Aufgabe ->
Liste alle Infinitive aus dem Auszug über Means TV auf, auch die mit „zu“, und zwar in der Form, in der sie im Text stehen.

Ausgewählter Auszug ->
================================

Doch mit dieser auf das Gesellschaftssystem verweisenden Antwort wollen sich nicht alle zufrieden geben. Anstatt sich mit der kapitalistischen Realität der Streamingbranche abzufinden und auf ein »nach der Revolution« zu warten, will seit diesem Jahr ein kleines Team von künstlerisch begabten Sozialist_innen im Rahmen ihrer Möglichkeiten Giganten wie Netflix eine Alternative entgegensetzen. Der Name dieses Projekts lautet »Means TV«.

================================

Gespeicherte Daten
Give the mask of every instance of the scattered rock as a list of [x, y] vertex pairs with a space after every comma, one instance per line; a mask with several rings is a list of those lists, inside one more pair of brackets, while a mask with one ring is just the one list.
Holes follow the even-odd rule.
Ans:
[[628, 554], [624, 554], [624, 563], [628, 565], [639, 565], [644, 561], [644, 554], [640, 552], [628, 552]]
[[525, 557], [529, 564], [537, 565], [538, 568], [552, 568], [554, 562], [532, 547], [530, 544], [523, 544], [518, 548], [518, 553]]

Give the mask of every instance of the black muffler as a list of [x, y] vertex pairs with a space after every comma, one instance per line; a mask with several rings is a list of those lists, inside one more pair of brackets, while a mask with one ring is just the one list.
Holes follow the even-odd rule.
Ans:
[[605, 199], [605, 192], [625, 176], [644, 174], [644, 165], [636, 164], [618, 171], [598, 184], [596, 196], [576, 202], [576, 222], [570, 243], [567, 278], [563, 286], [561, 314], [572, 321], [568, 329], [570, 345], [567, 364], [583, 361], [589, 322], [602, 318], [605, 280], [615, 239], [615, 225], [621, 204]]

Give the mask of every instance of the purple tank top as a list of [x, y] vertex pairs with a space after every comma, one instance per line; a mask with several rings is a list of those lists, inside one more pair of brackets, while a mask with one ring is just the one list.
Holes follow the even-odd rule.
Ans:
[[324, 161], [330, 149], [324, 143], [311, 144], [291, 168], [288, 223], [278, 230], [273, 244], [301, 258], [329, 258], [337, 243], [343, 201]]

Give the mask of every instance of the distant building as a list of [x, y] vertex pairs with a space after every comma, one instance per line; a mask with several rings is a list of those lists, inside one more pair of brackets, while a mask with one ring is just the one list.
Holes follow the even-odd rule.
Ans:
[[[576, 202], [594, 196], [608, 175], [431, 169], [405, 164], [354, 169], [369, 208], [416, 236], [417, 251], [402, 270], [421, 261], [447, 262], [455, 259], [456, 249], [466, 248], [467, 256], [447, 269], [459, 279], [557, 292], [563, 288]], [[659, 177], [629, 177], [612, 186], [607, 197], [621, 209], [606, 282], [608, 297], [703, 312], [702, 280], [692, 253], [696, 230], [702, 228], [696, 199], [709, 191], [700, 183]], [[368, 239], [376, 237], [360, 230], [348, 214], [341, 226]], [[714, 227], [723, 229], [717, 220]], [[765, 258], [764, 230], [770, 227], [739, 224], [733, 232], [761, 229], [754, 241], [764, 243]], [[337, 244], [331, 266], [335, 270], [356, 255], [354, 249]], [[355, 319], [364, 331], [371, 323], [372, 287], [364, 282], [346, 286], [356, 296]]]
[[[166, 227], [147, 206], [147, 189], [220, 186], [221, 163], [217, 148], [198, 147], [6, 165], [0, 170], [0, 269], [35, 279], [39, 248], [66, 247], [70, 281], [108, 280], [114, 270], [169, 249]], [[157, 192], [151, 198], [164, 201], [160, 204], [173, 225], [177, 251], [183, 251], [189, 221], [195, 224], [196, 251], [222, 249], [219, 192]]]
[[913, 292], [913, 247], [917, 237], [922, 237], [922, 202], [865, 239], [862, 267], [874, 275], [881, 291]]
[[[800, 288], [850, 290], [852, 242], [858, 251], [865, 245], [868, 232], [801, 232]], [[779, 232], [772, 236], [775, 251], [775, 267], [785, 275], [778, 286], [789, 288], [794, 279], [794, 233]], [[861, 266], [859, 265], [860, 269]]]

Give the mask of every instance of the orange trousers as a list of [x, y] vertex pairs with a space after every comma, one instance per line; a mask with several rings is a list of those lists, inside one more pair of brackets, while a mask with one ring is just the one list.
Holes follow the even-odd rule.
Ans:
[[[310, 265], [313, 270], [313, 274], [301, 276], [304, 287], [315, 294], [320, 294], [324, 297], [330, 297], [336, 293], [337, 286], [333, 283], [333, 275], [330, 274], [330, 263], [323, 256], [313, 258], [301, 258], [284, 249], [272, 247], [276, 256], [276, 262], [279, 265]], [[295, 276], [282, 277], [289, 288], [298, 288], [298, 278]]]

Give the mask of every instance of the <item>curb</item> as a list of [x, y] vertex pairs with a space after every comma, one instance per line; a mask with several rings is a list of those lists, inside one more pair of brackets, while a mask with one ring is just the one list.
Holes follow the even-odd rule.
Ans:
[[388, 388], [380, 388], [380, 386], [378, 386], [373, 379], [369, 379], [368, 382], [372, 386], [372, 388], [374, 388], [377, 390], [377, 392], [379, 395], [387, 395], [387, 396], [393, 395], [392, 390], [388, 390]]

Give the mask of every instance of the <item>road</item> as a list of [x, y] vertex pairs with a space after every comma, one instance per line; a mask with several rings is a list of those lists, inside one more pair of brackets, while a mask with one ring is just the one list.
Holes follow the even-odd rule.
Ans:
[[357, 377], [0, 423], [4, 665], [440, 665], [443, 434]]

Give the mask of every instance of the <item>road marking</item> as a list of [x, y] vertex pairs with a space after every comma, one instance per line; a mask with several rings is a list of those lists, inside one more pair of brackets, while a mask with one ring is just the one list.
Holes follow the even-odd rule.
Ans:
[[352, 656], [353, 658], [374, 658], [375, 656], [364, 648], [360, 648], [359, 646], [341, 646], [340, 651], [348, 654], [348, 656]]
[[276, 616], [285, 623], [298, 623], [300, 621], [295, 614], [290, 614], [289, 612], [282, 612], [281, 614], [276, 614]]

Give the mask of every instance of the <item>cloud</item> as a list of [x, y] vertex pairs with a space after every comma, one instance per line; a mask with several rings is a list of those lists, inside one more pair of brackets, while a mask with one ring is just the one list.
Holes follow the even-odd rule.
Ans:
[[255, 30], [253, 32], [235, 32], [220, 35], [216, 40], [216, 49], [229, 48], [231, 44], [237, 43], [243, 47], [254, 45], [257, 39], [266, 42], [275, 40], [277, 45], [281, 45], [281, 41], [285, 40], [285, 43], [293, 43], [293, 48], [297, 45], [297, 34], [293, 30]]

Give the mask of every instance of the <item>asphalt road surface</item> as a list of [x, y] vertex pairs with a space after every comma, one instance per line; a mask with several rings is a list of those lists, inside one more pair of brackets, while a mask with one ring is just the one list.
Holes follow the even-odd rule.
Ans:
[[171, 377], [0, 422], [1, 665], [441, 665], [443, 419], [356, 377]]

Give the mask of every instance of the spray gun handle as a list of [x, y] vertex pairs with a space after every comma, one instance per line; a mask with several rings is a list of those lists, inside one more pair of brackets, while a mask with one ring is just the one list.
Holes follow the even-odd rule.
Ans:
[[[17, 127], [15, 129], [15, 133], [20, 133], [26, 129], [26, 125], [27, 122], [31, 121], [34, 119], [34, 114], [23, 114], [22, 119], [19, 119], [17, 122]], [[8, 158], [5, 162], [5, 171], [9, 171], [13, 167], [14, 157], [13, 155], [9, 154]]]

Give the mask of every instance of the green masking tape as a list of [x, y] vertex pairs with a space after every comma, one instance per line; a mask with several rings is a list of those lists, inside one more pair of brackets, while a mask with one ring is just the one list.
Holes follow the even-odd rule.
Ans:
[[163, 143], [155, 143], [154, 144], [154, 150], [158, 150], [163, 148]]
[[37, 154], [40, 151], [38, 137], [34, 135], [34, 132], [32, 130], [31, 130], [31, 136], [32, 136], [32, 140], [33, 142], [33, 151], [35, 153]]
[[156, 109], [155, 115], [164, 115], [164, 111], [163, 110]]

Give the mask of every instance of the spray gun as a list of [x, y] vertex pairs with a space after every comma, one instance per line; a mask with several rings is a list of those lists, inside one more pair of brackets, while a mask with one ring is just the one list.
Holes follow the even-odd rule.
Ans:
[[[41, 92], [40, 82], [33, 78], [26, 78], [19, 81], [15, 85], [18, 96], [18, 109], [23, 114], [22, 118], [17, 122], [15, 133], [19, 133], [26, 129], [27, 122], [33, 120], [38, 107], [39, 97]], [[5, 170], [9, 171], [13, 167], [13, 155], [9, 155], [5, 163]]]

================================

Lösung ->
zufrieden geben, abzufinden, zu warten, entgegensetzen